◆ Problem to work on
Once you have read the listing below, write all of it out again exactly.

Source material Start Marker

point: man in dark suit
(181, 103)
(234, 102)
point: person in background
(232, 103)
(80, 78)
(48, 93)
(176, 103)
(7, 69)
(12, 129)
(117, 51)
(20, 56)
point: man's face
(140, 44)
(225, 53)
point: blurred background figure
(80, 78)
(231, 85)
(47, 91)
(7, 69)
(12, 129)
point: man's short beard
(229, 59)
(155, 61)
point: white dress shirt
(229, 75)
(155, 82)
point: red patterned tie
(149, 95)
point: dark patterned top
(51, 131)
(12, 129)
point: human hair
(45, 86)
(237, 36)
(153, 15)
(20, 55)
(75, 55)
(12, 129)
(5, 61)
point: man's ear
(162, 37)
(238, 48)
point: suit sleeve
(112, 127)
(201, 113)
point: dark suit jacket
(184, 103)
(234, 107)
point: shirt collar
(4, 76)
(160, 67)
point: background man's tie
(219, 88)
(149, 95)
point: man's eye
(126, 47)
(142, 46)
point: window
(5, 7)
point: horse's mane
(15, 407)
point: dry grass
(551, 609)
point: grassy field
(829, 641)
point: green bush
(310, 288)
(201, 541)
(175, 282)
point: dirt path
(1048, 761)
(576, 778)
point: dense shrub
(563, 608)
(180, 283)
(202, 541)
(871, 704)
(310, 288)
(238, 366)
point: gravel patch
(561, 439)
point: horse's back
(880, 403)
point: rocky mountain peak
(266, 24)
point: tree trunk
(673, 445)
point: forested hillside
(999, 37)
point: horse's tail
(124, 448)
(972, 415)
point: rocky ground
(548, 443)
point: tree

Source material End Marker

◆ Answer below
point: man in dark suit
(181, 103)
(234, 102)
point: person in background
(232, 103)
(80, 78)
(48, 93)
(176, 103)
(7, 69)
(12, 129)
(117, 51)
(20, 56)
point: man's face
(140, 44)
(225, 53)
point: blurred background figure
(80, 78)
(231, 85)
(47, 91)
(7, 69)
(12, 129)
point: man's short beard
(229, 59)
(155, 61)
point: white dress shirt
(229, 75)
(155, 82)
point: red patterned tie
(149, 95)
point: dark patterned top
(51, 131)
(12, 129)
point: human hair
(45, 86)
(237, 36)
(153, 15)
(20, 55)
(75, 55)
(12, 129)
(5, 61)
point: man's ear
(162, 37)
(238, 48)
point: suit sleeve
(112, 127)
(201, 113)
point: dark suit jacket
(184, 103)
(234, 107)
point: shirt collar
(4, 76)
(160, 67)
point: background man's tie
(219, 88)
(149, 95)
point: man's eye
(126, 47)
(142, 46)
point: window
(5, 7)
point: horse's mane
(15, 407)
point: dry grass
(551, 609)
point: grassy field
(829, 641)
point: green bush
(310, 288)
(201, 541)
(175, 282)
point: dirt path
(1048, 761)
(576, 778)
point: dense shrub
(563, 608)
(180, 283)
(202, 541)
(871, 704)
(310, 288)
(238, 366)
point: gravel patch
(561, 439)
point: horse's back
(880, 403)
point: rocky mountain peak
(266, 24)
point: tree trunk
(673, 445)
point: forested hillside
(999, 37)
point: horse's tail
(124, 448)
(972, 415)
point: rocky ground
(548, 443)
point: tree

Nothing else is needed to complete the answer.